◆ **Provided material**:
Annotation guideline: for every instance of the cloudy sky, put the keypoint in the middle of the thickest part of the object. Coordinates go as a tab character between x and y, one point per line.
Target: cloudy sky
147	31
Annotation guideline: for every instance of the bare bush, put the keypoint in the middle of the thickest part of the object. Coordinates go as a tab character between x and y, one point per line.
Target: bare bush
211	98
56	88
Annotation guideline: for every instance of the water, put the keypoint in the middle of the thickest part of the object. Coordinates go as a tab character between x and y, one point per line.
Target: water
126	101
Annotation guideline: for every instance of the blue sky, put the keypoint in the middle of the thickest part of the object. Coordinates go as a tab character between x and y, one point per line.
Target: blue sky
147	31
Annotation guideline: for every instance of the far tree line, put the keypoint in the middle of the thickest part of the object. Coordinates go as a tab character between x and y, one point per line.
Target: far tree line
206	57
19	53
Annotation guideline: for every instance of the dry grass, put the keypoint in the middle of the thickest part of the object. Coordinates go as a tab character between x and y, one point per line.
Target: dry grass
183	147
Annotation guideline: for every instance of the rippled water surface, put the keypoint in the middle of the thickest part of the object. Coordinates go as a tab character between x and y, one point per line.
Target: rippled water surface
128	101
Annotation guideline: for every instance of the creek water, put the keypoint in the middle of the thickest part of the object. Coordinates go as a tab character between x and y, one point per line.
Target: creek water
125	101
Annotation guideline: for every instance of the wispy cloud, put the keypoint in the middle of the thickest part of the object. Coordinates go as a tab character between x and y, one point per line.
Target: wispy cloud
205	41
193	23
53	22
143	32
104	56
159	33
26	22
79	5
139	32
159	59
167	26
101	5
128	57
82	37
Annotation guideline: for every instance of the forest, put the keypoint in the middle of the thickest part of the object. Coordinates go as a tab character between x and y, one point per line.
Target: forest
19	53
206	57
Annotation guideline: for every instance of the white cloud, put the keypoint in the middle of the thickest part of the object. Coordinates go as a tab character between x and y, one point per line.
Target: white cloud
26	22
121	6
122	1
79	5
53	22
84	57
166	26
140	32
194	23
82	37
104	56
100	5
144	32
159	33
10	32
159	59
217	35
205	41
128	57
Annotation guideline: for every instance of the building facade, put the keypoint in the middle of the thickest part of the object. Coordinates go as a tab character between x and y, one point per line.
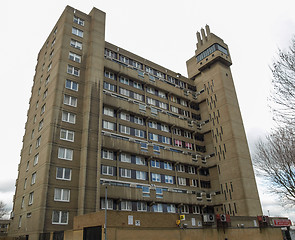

◆ **What the task asks**: Repeat the listing above word for word. Do not include the pictures.

◆ **Response**:
Annotation guideline: for every instance of the cloudy sky, put the keypoint in the middle of the thickest part of the object. Coordinates go as a tab character between x and y, one point per line.
Target: cloudy sky
147	31
Annotation guideline: for every instance of the bare bush, put the keypoint in the middle of the thickest part of the object. Coordinates go as a tab character between x and y, one point per line.
Target: bare bush
211	98
56	88
Annotation guideline: for every instance of the water, put the keypoint in the middle of the thickest part of the object. Coordinates go as a tab character between x and y, one point per line.
Target: water
126	101
Annotation guideline: for every instance of the blue sky, put the keypoint in the middle of the thickest part of the object. Coordinates go as a tab character between x and y, one point per line.
Target: blue sky
147	31
Annotation guideline: for every instance of the far tree line, put the keypoint in the middle of the thickest part of the object. Coordinates go as a tab character between x and y, one point per line.
Target: far tree line
206	57
19	53
Annotation guideline: for every instance of the dry grass, put the keypoint in the middle of the thickest part of the object. Coordinates go as a tab character between x and y, one point per line.
Target: dry grass
183	147
Annotation guideline: for every instance of the rippled water surface, put the keypoint in the middle of the thickest part of the object. Coordinates go as a tab character between x and y, one point per line.
Target: rippled water surface
128	101
Annotation guideline: for every instance of the creek water, put the keypoint in the middle of the thickest part of the object. Coordinates go as a tab character between x and y, one point per line.
Target: creek water
125	101
Annotation guideline: for every instance of the wispy cloud, put the keypoint in the middle of the thickest part of the object. Coordinates go as a tab character between x and y, one point per line.
Target: wispy cloud
205	41
193	23
53	22
143	32
104	56
159	33
26	22
79	5
139	32
159	59
167	26
101	5
128	57
82	37
Annotation guideline: for every instance of the forest, put the keypoint in the middle of the thickest part of the object. Coordinates go as a tab character between x and y, one point per line.
Target: forest
19	53
206	57
Annotation guideline: for every instance of the white cloud, put the keypoint in the middle of the thickest part of the object. Coordinates go as a tab character between x and y, one point per line.
Target: white cloud
26	22
121	6
122	1
79	5
53	22
84	57
166	26
140	32
194	23
82	37
104	56
100	5
144	32
159	33
10	32
159	59
217	35
205	41
128	57
Annotation guideline: for every instance of the building facade, put the keypoint in the middle of the thickest part of the object. Coordinates go as a tab character between x and y, one point per line.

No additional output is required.